## EXERCISE GOAL
Only an exact reprint of all the data is acceptable.
** GIVEN DATA follows **
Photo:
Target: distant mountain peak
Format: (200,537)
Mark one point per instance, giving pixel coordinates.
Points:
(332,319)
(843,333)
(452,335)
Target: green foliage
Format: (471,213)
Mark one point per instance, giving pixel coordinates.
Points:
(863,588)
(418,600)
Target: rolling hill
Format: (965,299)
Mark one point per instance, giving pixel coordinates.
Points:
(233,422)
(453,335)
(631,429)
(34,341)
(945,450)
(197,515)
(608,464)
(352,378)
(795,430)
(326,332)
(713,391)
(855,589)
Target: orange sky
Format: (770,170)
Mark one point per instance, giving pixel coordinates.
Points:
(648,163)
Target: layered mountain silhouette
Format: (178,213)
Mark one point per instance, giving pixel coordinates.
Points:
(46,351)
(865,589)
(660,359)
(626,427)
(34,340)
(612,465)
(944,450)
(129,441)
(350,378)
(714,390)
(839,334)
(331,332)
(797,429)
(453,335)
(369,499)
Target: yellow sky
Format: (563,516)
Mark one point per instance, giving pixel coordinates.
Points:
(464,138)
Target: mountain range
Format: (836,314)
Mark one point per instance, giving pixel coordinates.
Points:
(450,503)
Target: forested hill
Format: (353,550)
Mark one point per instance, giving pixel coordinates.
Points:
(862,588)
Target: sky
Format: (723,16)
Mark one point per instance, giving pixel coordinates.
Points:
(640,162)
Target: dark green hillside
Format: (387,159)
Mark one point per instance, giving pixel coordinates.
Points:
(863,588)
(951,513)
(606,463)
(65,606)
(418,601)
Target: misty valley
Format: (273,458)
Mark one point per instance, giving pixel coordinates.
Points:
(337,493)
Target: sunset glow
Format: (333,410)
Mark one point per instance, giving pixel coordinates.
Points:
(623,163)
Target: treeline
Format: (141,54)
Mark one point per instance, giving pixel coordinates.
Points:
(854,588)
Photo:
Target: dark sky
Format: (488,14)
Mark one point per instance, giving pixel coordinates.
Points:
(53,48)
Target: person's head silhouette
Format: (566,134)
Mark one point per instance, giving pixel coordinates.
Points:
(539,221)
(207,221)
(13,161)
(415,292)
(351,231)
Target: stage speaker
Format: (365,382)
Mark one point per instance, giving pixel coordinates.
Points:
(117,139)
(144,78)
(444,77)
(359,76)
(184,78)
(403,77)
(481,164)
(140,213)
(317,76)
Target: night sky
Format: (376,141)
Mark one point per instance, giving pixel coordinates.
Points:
** End of GIVEN DATA **
## COMPLETED TASK
Photo:
Target: distant mountain peak
Format: (200,537)
Mark one point per instance, giving pixel coordinates.
Points:
(332,319)
(843,333)
(452,335)
Target: green foliage
Format: (471,213)
Mark one point per instance, giving pixel coordinates.
Points:
(863,588)
(418,600)
Target: rolling hill
Format: (965,299)
Mark one point per instance, giving pixel coordinates.
Points:
(233,422)
(453,335)
(631,429)
(34,341)
(945,450)
(197,515)
(608,464)
(352,378)
(795,430)
(326,332)
(713,391)
(855,589)
Target: orange sky
Format: (770,170)
Mark one point per instance, giving pixel coordinates.
Points:
(648,163)
Target: layered mountain silhouette
Format: (178,213)
Mark one point per instance, giving pixel coordinates.
Points:
(46,351)
(865,589)
(660,359)
(626,427)
(34,340)
(612,465)
(944,450)
(129,441)
(350,378)
(714,390)
(839,334)
(331,332)
(797,429)
(453,335)
(369,499)
Target: yellow sky
Format: (563,516)
Mark one point per instance, giving pixel coordinates.
Points:
(464,138)
Target: mountain range
Format: (836,314)
Mark one point per instance, giving pixel coordinates.
Points:
(450,503)
Target: forested hill
Format: (353,550)
Mark one point per instance, giving pixel coordinates.
Points:
(862,588)
Target: sky
Format: (723,16)
Mark one point per instance, giving pixel coordinates.
Points:
(640,162)
Target: dark green hillside
Format: (387,159)
Mark one point per instance, giving pixel coordinates.
Points:
(863,588)
(951,513)
(606,463)
(65,606)
(418,601)
Target: misty valley
Format: (273,458)
Mark one point per instance, giving pixel coordinates.
Points:
(337,493)
Target: sunset glow
Format: (333,410)
Mark one point per instance, giving pixel coordinates.
Points:
(623,163)
Target: treeline
Format: (141,54)
Mark one point per instance, giving pixel coordinates.
Points:
(854,588)
Photo:
Target: dark sky
Format: (488,14)
Mark one point per instance, giving pixel coordinates.
Points:
(53,48)
Target: person's head silhouette
Format: (566,134)
Mark one point per instance, giving pixel coordinates.
Points:
(539,221)
(207,221)
(13,161)
(415,292)
(351,231)
Target: stage speaker
Format: (365,382)
Mark one point per instance, giving pixel coordinates.
Points:
(117,139)
(144,78)
(444,77)
(359,76)
(184,78)
(403,77)
(481,164)
(140,213)
(317,76)
Target: night sky
Format: (376,141)
Mark one point per instance, giving pixel coordinates.
Points:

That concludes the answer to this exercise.